The task: List every line in the records below that contains the word "desk", copying each one in full. Case counts, so a line matches only if the word appears with exactly that capitalization.

[Segmentation dataset records]
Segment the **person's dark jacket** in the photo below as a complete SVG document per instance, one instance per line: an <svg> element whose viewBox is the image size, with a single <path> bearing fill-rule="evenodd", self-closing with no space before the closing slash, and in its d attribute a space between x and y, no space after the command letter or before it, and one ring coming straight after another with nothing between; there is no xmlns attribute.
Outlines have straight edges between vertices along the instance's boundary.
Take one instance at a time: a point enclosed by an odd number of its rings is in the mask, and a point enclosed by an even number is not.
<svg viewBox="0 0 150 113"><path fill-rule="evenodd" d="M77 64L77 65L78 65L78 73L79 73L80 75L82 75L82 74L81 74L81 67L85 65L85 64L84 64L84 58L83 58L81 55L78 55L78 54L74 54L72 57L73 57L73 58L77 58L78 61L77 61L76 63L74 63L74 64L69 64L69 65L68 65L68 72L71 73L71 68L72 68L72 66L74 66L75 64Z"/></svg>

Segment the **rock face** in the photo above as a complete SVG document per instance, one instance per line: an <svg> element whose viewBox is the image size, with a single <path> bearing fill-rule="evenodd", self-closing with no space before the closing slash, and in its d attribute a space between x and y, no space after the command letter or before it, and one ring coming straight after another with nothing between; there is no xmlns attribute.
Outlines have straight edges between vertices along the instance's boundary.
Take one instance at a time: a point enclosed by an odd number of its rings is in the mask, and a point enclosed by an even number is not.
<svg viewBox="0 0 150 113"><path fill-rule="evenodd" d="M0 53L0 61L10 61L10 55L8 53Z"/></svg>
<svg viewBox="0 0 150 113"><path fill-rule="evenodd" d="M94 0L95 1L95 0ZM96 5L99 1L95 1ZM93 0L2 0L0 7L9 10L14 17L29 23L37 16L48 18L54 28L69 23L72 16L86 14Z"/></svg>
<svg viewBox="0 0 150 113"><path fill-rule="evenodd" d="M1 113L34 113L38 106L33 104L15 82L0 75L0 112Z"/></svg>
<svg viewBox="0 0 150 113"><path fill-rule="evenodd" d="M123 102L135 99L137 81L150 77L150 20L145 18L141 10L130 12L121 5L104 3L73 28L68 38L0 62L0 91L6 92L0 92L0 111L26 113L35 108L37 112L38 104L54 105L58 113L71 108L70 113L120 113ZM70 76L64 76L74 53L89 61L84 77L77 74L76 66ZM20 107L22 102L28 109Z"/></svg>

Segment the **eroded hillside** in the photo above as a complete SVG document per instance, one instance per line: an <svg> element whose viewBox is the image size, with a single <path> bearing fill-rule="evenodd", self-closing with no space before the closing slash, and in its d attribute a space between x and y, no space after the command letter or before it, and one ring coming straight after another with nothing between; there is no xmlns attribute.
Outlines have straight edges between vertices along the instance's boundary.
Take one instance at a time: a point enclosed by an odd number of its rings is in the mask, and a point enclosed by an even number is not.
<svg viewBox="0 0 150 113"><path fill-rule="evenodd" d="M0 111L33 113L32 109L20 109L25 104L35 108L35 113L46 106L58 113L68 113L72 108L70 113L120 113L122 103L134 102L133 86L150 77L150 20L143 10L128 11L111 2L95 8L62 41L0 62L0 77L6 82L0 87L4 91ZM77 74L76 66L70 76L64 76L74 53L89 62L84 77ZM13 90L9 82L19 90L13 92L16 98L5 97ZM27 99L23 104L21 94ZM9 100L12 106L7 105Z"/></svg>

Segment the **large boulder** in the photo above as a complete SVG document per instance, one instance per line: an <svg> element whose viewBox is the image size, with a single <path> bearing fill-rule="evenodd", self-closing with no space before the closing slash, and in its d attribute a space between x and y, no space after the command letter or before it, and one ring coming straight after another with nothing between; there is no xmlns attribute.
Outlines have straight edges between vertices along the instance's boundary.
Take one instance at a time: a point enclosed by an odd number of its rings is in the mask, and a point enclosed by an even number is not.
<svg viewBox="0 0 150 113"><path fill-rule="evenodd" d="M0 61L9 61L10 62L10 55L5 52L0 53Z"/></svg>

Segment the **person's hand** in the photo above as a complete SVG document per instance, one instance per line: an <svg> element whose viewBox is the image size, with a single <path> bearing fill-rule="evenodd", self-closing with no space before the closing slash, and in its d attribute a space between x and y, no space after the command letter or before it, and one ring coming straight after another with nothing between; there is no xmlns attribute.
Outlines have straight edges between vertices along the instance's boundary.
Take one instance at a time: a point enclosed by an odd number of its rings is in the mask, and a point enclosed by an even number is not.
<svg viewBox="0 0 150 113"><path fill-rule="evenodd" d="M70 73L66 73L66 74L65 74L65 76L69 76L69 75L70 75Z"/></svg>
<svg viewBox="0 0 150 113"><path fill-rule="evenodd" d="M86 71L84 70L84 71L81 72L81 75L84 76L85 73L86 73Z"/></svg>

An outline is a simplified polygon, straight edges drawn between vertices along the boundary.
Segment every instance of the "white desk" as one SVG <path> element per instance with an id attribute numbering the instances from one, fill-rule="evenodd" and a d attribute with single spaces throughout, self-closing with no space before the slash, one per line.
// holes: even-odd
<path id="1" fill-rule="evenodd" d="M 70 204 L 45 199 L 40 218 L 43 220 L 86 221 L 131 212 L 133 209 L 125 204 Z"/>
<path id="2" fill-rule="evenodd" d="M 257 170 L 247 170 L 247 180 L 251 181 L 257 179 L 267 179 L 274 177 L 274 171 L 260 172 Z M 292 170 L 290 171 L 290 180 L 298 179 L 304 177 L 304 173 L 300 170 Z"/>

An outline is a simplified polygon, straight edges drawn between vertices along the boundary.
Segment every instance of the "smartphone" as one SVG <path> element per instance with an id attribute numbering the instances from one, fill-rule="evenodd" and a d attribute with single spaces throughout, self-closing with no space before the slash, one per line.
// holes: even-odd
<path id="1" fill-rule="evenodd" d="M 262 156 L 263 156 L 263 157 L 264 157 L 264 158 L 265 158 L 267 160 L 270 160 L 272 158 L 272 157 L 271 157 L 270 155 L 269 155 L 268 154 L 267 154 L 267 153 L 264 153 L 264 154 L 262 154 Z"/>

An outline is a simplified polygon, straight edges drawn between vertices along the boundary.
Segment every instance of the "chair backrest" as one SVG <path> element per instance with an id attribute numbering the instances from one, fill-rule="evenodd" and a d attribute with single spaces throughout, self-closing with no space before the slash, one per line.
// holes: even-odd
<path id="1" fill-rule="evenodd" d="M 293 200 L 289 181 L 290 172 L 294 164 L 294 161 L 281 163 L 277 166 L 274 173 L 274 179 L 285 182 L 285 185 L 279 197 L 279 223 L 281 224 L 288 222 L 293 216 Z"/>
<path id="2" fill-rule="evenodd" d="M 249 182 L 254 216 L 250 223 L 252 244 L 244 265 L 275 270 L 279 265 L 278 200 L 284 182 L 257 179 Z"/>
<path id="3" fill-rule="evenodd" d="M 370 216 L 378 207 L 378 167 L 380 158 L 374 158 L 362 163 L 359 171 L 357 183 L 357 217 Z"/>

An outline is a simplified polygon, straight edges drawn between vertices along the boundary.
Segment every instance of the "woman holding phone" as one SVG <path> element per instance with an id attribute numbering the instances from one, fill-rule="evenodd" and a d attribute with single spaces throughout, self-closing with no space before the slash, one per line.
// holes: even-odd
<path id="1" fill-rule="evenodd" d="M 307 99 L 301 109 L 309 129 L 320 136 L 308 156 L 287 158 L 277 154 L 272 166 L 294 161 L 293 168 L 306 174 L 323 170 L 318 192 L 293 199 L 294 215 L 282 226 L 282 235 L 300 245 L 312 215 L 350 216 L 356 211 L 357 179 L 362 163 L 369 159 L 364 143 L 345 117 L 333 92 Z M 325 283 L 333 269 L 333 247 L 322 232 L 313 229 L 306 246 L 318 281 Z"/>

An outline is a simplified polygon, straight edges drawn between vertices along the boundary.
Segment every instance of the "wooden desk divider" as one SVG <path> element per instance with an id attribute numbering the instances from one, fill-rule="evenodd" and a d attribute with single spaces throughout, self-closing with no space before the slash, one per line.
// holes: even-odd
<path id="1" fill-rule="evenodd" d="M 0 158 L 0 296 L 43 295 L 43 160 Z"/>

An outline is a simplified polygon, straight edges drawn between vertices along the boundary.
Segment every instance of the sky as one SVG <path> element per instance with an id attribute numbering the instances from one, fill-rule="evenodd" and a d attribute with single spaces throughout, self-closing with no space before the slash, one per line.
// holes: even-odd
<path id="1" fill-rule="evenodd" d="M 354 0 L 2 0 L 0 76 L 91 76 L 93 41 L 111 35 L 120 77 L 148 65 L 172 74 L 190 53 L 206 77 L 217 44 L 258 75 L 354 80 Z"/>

Correct answer:
Segment every instance of the "white desk" as one SVG <path> element per instance with an id attribute numbering the instances from one, fill-rule="evenodd" and a d attribute with single spaces throughout, self-closing with no space before the slash, one per line.
Segment every instance of the "wooden desk divider" as one SVG <path> element per instance with an id attribute numbering the instances from one, fill-rule="evenodd" and a d attribute with single spaces throughout, self-closing with no space before the slash, one per line.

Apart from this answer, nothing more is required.